PROBLEM DETAILS: Rewrite the records below with every "marker" changed to "pin", leaving everything else unchanged.

DATA SUPPLIED:
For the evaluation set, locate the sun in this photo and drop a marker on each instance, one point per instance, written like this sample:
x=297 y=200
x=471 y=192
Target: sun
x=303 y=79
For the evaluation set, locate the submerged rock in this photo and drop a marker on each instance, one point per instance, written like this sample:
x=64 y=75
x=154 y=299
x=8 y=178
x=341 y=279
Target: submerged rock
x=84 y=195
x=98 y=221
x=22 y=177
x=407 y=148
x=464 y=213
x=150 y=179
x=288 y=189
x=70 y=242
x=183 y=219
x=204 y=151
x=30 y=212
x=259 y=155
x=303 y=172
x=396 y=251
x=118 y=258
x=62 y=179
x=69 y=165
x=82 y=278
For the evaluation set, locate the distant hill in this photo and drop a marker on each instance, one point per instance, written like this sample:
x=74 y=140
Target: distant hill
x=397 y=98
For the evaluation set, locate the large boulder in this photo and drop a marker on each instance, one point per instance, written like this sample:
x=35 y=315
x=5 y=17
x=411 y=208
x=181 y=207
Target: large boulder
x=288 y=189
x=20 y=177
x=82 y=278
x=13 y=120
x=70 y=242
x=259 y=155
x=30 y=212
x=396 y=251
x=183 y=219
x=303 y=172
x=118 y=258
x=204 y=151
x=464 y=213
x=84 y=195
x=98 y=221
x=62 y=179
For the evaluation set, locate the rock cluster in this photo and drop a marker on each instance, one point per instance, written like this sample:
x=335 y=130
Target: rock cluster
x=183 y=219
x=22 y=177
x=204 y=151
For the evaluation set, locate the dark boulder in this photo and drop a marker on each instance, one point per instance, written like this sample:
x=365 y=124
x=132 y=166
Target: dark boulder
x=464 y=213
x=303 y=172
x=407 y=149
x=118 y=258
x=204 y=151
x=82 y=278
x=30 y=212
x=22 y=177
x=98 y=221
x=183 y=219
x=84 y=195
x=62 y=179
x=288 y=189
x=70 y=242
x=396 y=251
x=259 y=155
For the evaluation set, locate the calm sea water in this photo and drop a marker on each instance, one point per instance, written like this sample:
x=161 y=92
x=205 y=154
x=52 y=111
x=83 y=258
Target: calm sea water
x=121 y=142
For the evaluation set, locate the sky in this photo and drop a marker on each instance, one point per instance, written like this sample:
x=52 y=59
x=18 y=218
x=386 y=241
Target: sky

TASK RESPONSE:
For the evaluation set, locate the sun in this photo and drop a pin on each instance, one point per instance, written like this sample:
x=297 y=200
x=471 y=192
Target: sun
x=303 y=79
For the evaluation set, locate the submerged rock in this photo and drop a pin on each instance, one point per instance, written like this sample:
x=64 y=75
x=154 y=299
x=8 y=178
x=341 y=279
Target: submerged rock
x=84 y=195
x=98 y=221
x=22 y=177
x=407 y=148
x=464 y=213
x=150 y=179
x=288 y=189
x=70 y=242
x=183 y=219
x=204 y=151
x=30 y=212
x=259 y=155
x=303 y=172
x=396 y=251
x=118 y=258
x=62 y=179
x=69 y=165
x=82 y=278
For the evaluation set, locate the distant hill in this photo and drop a pin on each instance, one point per instance, written like this sample:
x=74 y=140
Target: distant hill
x=397 y=98
For the evaluation set, locate the large boulder in this photo and drop a pin on each instance, one point per instance, written like this sample:
x=35 y=315
x=5 y=17
x=411 y=208
x=181 y=207
Target: large boulder
x=288 y=189
x=20 y=177
x=82 y=278
x=13 y=120
x=70 y=242
x=259 y=155
x=30 y=212
x=396 y=251
x=183 y=219
x=303 y=172
x=118 y=258
x=204 y=151
x=464 y=213
x=84 y=195
x=98 y=221
x=62 y=179
For the evaluation set, locate the rock cluster in this photo and drop a pin on each instance, one point per instance, written like this sample:
x=335 y=130
Target: rock cluster
x=183 y=219
x=22 y=177
x=204 y=151
For the evaluation set, locate the dark boulder in this photo and drop a pin on each instance, one point per instance, written like this sample:
x=365 y=124
x=132 y=166
Target: dark boulder
x=464 y=213
x=303 y=172
x=407 y=149
x=118 y=258
x=204 y=151
x=82 y=278
x=30 y=212
x=22 y=177
x=98 y=221
x=183 y=219
x=84 y=195
x=62 y=179
x=288 y=189
x=70 y=242
x=396 y=251
x=259 y=155
For the evaluation set, locate the calm sea water in this photo and drop a pin on each instance, one point per instance, written like this sample:
x=161 y=92
x=205 y=154
x=52 y=111
x=83 y=258
Target: calm sea water
x=121 y=142
For the evaluation set, locate the sky in this photo and drop a pin on each instance, one point per instance, written like this sample:
x=52 y=59
x=18 y=218
x=386 y=241
Target: sky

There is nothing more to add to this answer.